**DIRECTIVES**:
[1] In the Getting Lear blog post, into how many pieces did the film split?
[2] Using the Getting Lear blog post, explain what the author names as perhaps the biggest block in making the film.
[3] Extend the Getting Lear blog post by a paragraph, starting right after its last sentence.

**DOCUMENT PASSAGE**:
* BEGIN *

Getting Lear: How To Show And Not Tell

"All documentaries must invoke, as best they can, the spirit rather than the letter of the truth - and they are exciting because of this. A documentary's authenticity ultimately lies in its organizing vision rather than any mechanical fidelity to life." - Michael Rabiger



Thursday, March 5, 2009

Reinventing ...

The project, as it was, is now dead.

I’ve killed the Getting Lear website.

What happened (on a very long road to completion) is the film split into two pieces. These pieces are as separate and as distinct from one another as two films cut from the same footage can be.

There have been many delays, hang ups, shut downs, and frustrations with this film - many of my own making, but perhaps the biggest block was trying to make one cohesive film out of two separate ideas.

* END *

**DATA LISTING**:

* BEGIN *

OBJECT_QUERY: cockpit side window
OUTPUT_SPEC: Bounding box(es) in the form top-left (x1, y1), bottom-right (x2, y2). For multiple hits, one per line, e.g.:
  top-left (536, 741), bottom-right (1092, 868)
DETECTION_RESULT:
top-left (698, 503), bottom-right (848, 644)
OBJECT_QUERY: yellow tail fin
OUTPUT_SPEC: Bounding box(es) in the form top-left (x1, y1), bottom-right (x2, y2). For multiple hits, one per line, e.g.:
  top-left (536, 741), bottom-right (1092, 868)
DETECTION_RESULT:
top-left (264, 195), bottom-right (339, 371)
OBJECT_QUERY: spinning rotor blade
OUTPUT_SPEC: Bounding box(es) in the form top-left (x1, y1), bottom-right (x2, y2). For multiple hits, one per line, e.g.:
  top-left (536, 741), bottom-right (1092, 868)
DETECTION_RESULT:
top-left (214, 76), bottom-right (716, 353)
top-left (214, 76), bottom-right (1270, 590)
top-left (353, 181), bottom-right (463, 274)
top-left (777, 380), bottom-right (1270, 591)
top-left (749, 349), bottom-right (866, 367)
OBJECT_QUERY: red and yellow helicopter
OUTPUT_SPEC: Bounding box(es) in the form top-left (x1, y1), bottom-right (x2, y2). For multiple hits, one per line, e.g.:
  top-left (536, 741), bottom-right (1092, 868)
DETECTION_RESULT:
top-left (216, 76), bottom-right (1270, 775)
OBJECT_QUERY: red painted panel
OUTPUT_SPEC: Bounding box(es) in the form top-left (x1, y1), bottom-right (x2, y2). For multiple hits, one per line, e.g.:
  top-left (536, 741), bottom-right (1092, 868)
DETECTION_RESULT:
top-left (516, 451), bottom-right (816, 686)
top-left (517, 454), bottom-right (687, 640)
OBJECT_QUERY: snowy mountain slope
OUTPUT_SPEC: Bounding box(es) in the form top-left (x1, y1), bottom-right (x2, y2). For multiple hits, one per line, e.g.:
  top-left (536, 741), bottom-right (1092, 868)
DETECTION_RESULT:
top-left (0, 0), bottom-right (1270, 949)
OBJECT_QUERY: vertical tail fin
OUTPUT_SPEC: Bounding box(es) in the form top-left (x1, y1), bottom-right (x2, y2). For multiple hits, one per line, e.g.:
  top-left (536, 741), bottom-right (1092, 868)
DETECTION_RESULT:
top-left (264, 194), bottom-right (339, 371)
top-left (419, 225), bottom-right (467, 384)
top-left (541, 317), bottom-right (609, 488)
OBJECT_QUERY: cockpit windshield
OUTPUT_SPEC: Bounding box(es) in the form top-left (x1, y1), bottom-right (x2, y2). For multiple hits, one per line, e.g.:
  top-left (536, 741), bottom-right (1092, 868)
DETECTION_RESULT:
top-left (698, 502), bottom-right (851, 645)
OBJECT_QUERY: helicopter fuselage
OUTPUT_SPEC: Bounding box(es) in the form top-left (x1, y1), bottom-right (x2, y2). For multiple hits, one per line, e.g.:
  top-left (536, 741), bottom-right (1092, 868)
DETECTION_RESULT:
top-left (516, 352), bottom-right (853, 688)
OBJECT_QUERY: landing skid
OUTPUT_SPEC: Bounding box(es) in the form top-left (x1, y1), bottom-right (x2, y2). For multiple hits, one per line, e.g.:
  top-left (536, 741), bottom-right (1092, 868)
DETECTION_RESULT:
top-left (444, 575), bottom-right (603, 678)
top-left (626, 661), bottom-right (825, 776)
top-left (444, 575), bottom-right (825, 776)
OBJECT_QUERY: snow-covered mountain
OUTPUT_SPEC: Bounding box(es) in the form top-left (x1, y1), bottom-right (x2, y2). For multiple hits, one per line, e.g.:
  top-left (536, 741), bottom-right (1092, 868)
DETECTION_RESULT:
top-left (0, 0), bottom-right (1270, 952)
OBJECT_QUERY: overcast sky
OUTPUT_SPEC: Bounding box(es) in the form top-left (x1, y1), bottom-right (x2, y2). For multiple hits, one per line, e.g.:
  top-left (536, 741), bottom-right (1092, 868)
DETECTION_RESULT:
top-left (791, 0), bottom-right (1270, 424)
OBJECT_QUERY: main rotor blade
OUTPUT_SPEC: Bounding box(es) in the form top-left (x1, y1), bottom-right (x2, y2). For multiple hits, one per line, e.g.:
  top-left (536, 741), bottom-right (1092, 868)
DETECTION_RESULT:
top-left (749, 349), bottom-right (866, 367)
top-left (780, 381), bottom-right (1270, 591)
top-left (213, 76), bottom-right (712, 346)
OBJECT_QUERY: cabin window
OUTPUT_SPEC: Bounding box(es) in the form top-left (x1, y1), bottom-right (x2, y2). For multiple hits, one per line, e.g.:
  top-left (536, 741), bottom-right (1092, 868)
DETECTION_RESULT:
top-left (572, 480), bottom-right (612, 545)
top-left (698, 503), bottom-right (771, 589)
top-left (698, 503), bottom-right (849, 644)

* END *
* BEGIN *

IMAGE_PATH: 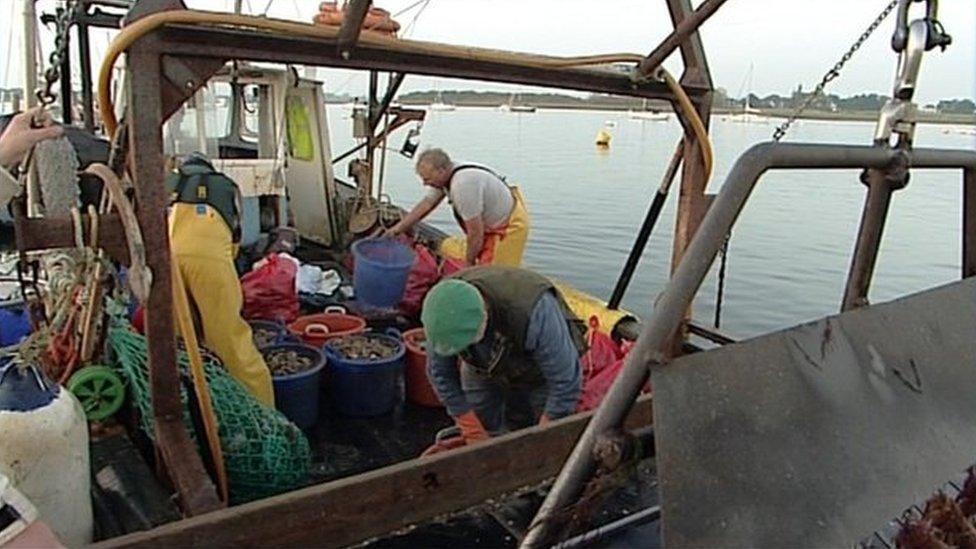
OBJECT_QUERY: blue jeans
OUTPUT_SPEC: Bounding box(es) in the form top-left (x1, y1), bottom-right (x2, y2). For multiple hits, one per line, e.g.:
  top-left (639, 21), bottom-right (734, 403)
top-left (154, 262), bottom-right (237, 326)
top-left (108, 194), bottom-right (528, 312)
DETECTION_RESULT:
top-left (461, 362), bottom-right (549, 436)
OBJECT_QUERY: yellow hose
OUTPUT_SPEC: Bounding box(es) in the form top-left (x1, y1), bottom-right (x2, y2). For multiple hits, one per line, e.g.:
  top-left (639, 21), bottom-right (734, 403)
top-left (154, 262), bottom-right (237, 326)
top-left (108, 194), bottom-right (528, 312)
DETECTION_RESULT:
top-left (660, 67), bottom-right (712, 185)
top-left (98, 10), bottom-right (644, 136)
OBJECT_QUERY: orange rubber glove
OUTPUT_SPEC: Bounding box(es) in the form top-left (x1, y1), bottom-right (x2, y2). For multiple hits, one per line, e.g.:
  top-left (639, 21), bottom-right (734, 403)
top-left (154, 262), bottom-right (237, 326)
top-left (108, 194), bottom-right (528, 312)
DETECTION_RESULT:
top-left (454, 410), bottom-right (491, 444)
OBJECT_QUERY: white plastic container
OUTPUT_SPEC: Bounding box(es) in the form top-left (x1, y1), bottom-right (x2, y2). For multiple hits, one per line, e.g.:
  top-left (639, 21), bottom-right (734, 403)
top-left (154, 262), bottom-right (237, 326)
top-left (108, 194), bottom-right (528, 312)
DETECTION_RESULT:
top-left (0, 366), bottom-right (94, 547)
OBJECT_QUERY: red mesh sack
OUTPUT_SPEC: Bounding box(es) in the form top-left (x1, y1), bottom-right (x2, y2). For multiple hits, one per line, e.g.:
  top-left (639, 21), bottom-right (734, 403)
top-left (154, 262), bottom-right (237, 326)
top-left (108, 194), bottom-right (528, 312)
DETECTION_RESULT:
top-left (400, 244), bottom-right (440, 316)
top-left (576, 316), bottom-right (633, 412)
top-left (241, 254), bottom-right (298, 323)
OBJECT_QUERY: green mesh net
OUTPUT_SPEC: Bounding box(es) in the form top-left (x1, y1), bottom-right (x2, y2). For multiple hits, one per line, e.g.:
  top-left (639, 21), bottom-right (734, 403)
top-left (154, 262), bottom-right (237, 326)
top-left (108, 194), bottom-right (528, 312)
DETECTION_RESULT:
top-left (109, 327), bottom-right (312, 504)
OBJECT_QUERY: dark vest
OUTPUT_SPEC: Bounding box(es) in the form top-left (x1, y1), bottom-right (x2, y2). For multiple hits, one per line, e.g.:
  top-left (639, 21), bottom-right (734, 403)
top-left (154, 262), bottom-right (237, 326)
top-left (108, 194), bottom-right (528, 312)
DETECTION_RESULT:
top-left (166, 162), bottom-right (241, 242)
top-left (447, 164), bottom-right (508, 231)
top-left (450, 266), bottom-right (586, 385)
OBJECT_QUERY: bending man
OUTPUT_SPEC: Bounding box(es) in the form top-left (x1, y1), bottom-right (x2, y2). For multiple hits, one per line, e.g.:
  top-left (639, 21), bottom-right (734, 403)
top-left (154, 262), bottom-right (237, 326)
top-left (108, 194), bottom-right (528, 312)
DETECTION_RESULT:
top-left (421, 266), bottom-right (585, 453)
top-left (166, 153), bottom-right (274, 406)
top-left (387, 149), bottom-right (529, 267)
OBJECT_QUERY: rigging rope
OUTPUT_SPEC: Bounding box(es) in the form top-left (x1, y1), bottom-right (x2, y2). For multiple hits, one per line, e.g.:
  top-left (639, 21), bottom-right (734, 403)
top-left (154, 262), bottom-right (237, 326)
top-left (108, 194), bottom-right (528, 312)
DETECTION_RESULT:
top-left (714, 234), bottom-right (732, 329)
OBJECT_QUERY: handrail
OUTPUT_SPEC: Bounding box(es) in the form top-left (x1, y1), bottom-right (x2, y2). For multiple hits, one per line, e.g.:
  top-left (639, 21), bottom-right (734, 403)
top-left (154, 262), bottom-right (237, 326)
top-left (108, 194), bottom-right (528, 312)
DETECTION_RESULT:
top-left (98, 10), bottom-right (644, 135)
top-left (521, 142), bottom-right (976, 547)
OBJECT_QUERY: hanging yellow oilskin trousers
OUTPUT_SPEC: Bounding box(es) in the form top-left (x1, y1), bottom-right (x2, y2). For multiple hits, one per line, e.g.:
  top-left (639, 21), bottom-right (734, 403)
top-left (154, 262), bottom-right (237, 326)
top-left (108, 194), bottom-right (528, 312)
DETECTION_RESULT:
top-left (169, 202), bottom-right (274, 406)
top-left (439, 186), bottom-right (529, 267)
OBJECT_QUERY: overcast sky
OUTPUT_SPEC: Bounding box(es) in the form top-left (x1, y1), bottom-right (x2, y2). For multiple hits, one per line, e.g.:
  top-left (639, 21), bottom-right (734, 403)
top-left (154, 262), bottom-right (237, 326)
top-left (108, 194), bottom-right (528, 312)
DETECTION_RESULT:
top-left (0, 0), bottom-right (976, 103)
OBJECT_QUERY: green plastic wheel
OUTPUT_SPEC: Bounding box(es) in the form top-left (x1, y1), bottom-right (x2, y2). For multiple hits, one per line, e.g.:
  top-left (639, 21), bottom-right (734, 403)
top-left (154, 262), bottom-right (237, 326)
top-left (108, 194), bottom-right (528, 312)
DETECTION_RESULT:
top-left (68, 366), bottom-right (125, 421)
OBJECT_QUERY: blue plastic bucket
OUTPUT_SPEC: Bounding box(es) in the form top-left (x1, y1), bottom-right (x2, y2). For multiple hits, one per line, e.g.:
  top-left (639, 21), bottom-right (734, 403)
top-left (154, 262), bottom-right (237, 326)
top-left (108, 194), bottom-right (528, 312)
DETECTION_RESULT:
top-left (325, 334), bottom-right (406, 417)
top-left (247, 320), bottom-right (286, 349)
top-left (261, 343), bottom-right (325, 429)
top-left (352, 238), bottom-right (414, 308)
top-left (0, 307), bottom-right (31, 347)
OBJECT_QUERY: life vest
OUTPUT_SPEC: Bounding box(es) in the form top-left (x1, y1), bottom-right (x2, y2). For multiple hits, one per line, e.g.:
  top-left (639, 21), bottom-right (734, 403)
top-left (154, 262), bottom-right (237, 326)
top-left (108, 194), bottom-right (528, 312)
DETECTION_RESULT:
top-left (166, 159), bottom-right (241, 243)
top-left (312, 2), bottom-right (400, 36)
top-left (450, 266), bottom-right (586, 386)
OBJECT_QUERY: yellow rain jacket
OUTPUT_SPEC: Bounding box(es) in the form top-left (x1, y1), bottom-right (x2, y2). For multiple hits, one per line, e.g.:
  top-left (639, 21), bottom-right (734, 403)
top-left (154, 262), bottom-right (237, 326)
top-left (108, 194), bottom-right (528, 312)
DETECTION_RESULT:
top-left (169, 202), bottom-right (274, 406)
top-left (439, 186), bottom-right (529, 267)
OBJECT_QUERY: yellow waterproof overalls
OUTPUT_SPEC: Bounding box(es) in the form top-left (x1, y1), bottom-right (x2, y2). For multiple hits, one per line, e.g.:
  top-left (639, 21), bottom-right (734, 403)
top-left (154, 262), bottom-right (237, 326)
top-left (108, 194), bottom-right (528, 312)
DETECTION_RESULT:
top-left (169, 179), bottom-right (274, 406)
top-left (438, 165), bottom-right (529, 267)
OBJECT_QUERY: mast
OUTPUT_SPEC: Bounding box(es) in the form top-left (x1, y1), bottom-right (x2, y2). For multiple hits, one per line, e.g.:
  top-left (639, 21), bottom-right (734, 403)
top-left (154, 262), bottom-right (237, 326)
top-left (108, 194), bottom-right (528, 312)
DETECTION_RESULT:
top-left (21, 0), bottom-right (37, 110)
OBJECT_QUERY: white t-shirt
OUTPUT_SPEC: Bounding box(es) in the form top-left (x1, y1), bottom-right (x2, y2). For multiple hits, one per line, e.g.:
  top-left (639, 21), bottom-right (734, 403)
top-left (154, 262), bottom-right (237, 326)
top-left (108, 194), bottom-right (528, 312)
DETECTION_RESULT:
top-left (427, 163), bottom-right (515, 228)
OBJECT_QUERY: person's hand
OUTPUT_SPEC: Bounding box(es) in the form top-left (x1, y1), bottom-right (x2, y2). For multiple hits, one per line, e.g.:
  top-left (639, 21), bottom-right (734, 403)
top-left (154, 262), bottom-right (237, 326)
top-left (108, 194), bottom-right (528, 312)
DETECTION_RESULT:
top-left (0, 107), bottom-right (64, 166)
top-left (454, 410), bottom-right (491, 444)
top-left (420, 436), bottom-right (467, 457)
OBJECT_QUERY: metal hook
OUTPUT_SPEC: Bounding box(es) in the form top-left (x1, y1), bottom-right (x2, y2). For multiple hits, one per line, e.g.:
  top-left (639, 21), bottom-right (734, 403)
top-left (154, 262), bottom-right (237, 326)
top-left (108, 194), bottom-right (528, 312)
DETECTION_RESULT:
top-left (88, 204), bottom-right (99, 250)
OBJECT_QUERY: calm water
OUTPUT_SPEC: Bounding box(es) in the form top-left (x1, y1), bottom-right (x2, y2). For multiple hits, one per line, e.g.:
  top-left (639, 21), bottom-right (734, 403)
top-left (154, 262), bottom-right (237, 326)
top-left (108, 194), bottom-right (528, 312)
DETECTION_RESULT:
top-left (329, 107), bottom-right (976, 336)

* END *

**RESPONSES IN ORDER**:
[1] Two pieces.

[2] The author says the biggest block was perhaps trying to make one cohesive film out of two separate ideas. The footage had split into two pieces that were as separate and distinct as two films cut from the same footage can be.

[3]
It took the gentle, brilliant, and supportive Stu Omans to show me the way on this. He looked at my forty minute cut of “Getting Lear” – a cut that focused more on dolls than actors, that focused more on directing than acting, and that focused very little on Shakespeare’s King Lear and more on Stu trying to make a movie about King Lear – and said to me “how do we make this work for the grant people.”

I could see in his eyes that my forty minute film was not what he thought we would be delivering to the English Speaking Union. And yet, he never flinched, HE NEVER SAID “NO.”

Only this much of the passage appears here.